- Your goal
Rescale the items from the line with "Could you mark every instance of the paper" through the end of the items, writing out every line again with the requests included. Multiply each x and y coordinate in the answers by 1.3 and round to whole numbers, rounding halves up.

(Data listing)
==================================================
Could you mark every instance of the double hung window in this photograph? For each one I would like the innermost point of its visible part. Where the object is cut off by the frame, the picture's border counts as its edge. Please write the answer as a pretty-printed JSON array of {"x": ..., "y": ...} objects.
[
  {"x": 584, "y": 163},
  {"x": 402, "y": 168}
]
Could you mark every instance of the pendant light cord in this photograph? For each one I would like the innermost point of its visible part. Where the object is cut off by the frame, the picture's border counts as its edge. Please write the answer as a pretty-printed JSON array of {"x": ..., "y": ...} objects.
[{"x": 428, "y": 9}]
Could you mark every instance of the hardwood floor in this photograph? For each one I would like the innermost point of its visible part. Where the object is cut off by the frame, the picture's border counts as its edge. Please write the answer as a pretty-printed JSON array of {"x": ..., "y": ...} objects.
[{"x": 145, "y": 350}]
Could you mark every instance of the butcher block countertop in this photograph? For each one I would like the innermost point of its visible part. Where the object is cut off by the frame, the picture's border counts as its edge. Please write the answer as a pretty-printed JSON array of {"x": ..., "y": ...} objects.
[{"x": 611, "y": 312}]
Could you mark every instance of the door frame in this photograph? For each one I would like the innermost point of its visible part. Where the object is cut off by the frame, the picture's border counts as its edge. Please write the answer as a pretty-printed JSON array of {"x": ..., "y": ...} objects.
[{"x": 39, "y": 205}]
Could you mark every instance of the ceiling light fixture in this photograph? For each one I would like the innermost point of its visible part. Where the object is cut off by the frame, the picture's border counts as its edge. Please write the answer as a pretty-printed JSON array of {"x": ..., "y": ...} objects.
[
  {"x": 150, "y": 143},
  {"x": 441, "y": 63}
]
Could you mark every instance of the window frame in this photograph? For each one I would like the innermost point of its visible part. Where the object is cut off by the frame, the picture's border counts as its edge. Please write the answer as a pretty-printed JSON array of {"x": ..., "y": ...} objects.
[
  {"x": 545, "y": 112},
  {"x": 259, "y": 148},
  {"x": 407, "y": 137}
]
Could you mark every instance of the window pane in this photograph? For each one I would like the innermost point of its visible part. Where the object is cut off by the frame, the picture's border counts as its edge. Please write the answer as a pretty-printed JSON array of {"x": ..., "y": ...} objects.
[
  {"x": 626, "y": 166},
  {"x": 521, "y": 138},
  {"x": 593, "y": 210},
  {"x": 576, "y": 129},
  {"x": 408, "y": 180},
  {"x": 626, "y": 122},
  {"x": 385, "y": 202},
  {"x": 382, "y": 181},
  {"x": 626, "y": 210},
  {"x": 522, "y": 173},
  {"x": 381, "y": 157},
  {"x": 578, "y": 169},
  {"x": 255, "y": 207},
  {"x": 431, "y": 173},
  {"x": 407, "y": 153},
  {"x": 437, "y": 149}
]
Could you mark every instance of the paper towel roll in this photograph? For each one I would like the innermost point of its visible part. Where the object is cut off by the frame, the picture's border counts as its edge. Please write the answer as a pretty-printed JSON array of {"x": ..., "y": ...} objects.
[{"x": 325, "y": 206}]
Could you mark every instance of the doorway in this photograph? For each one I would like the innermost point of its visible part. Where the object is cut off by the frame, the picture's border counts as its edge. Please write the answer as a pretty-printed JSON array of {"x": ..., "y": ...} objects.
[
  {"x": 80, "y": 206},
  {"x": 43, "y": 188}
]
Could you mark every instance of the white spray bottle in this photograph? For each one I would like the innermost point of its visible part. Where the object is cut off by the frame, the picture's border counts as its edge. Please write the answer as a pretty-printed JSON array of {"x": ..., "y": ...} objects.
==================================================
- The reply
Could you mark every instance of the paper towel roll in this photograph? For each one I would like the innermost point of its visible part. Where the object is cut off by the frame, the picture's border counts as its edge. Please write the answer as a pretty-printed JSON array of {"x": ..., "y": ...} objects.
[{"x": 423, "y": 268}]
Could you mark every instance of the doorway in this photograph? For each one I would like the innermost point of its visible part. Where the object is cut off by the frame, the picture's border counts as its edge. Please write the answer as a pretty-printed JSON array of {"x": ..., "y": ...} objects.
[
  {"x": 104, "y": 268},
  {"x": 56, "y": 244}
]
Could you mark every instance of the white spray bottle in this photograph? For each one I would like the innermost point of its visible part. Where the object is cut off by the frame, the picture's border counts as its edge. Please write the answer as a pretty-printed JSON array of {"x": ..., "y": ...} objects.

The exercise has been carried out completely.